====== Page excerpt
-
UNA PROMESSA (Gianluca, Massimiliano De Serio 2020)
GIANLUCA, MASSIMILIANO DE SERIO : UNA PROMESSA (2020)

SALVATORE ESPOSITO, SAMUELE CARRINO IN UNA PROMESSA
Neoealism gone astray
This new film by the De Serio brothers is a strange hybrid, whose unrelated elements seriously undermine its social-political theme - a neorealist film of worker's struggle at the bottom of the economic scale that turns into a revenge horror movie with fantasy twists. It's indigestible and as time goes on nearly unwatchable.
Documentary filmmakers with serious social concerns, they have produced here ostensibly an indictment of the despicable institution of the caporalato. This is a system of agricultural slavery that particularly exploits extracomunitari, refugee-immigrants from outside the European Union (Africa, the Middle East).(The film reportedly uses real excomunitari as extras and is highly realistic in depicting what their life is like. But the De Serio turn the action in non-realistic directions from the first, adding elements of melodrama, pathos, surrealism, and magic realism. The result is puzzling and disturbing, ultimately hard to take seriously, and even hard to watch.
The directors show their quirky style from frame one with the child's POV "upside down kiss" exchanged by his mother and father before his mother goes off to work. The POV is that of Antò (Samuele Carrino), the couple's angelic-faced little boy. We learn later Antò's mother, Angela (Antonella Carone) works at the brutal, illegal caporalato his father Giuseppe (Salvatore Esposito) in desperation goes to work in when, soon into the action, Angela drops dead at work in the hot agricultural fields, apparently of a heart attack from stress and exhaustion. (The screenplay is partly based on a news story of the 2015 death of Paola Clemente, a farm worker in the Apulian countryside.)
Antò's perspective remains essential to the film. He lives partly in a fairytale world. Even when things become horrible, a certain strain of humor and sweetness remains in the constant warm and loving relation of father and son. The "promise" is another fairytale element: Giuseppe promises Antò that his mother is not dead forever, but will come back one day, and the boy holds onto this belief.
Since father and son stay close together in the ordeal of a desperate search to survive in challenging, realistically depicted circumstances, Una Promessa ("A Promise"), aka Spaccatore ("Stonebreaker") has been described as a modern day Bicycle Thief. That's a complete misunderstanding. This isn't anything like Rossellini's neorealist classic. It isn't realistic at all. Both little Samuele Carrino and big, chubby Salvatore Esposito (the latter famous for playing Genny Savastano, the ugly villain in Garrone's 2008 Gomorrah), are actors using their own actor-y voices, nothing like the illiterate from-the-streets non-actors whose voices were dubbed for Ladri di bicilette. Here Esposito maintains a lovable, cuddly, silent endurance, that only at the end explodes into rage and revenge - a transformation that has been compared to Marcello Fonte in Dogman as "a blind rage directly proportional to the abuse he has suffered."
============
====== Items
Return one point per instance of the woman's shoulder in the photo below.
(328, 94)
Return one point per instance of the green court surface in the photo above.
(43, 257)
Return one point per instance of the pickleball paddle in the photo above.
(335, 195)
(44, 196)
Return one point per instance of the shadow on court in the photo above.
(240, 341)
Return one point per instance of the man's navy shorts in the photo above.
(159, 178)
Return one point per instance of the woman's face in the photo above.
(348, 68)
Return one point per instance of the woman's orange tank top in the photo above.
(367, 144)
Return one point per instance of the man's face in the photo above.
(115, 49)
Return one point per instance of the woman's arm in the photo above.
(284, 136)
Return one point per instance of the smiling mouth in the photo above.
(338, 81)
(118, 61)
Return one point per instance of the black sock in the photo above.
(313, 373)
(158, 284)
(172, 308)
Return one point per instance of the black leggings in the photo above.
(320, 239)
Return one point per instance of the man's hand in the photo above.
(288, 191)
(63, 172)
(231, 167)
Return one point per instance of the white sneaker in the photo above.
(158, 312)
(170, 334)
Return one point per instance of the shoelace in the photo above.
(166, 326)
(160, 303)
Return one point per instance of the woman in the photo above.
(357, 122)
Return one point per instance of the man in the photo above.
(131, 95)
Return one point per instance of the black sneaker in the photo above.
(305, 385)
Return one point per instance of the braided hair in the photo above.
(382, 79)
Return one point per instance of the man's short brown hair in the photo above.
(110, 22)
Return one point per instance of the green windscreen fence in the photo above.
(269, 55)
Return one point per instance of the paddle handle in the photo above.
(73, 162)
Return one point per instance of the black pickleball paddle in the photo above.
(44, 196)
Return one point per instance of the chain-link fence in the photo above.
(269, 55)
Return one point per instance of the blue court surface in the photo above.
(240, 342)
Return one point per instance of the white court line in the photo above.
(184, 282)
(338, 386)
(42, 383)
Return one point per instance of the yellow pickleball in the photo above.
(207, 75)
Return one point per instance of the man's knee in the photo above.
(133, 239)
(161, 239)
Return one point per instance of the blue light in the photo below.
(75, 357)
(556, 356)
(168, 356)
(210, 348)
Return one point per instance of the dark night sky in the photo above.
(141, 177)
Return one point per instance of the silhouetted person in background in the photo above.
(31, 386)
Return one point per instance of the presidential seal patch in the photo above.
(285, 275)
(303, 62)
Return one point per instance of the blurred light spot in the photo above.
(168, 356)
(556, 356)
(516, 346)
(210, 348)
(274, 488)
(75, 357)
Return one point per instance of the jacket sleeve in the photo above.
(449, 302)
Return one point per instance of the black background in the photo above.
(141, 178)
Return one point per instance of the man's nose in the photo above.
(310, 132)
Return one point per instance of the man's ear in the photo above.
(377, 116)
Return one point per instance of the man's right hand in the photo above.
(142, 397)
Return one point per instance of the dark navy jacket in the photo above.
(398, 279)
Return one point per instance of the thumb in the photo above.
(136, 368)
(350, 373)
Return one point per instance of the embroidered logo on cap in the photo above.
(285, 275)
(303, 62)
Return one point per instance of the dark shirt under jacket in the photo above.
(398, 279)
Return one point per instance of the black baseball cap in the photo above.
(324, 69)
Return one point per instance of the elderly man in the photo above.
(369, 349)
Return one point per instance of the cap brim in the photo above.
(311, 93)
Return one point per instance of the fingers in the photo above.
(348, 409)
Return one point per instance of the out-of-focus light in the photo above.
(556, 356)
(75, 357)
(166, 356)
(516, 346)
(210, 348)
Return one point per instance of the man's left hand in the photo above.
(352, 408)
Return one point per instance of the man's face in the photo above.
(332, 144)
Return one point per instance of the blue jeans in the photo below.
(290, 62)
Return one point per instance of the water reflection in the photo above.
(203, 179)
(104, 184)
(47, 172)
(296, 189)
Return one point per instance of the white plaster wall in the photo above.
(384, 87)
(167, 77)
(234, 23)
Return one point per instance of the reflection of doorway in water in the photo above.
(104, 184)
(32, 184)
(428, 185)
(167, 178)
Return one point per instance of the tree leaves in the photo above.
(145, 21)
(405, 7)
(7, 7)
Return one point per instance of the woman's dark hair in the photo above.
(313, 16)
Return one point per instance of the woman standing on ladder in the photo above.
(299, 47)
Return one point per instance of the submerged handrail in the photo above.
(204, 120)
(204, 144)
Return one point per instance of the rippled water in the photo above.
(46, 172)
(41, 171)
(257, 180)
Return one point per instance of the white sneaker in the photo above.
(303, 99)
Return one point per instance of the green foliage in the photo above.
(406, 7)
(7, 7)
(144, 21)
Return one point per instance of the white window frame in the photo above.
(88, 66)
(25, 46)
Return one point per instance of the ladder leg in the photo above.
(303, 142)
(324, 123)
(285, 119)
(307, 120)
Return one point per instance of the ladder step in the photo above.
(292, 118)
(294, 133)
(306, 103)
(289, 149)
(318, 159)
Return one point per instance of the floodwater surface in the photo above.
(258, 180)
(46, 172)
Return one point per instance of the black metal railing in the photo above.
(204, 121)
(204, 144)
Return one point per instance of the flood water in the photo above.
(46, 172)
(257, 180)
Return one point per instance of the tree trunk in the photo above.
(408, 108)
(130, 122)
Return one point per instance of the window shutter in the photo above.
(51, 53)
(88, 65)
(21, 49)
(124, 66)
============
• Problem to work on:
Transcribe the passage of the Una Promessa review above that begins with the words "Antò's perspective remains" and ends with the words "onto this belief.".

• Solution:
Antò's perspective remains essential to the film. He lives partly in a fairytale world. Even when things become horrible, a certain strain of humor and sweetness remains in the constant warm and loving relation of father and son. The "promise" is another fairytale element: Giuseppe promises Antò that his mother is not dead forever, but will come back one day, and the boy holds onto this belief.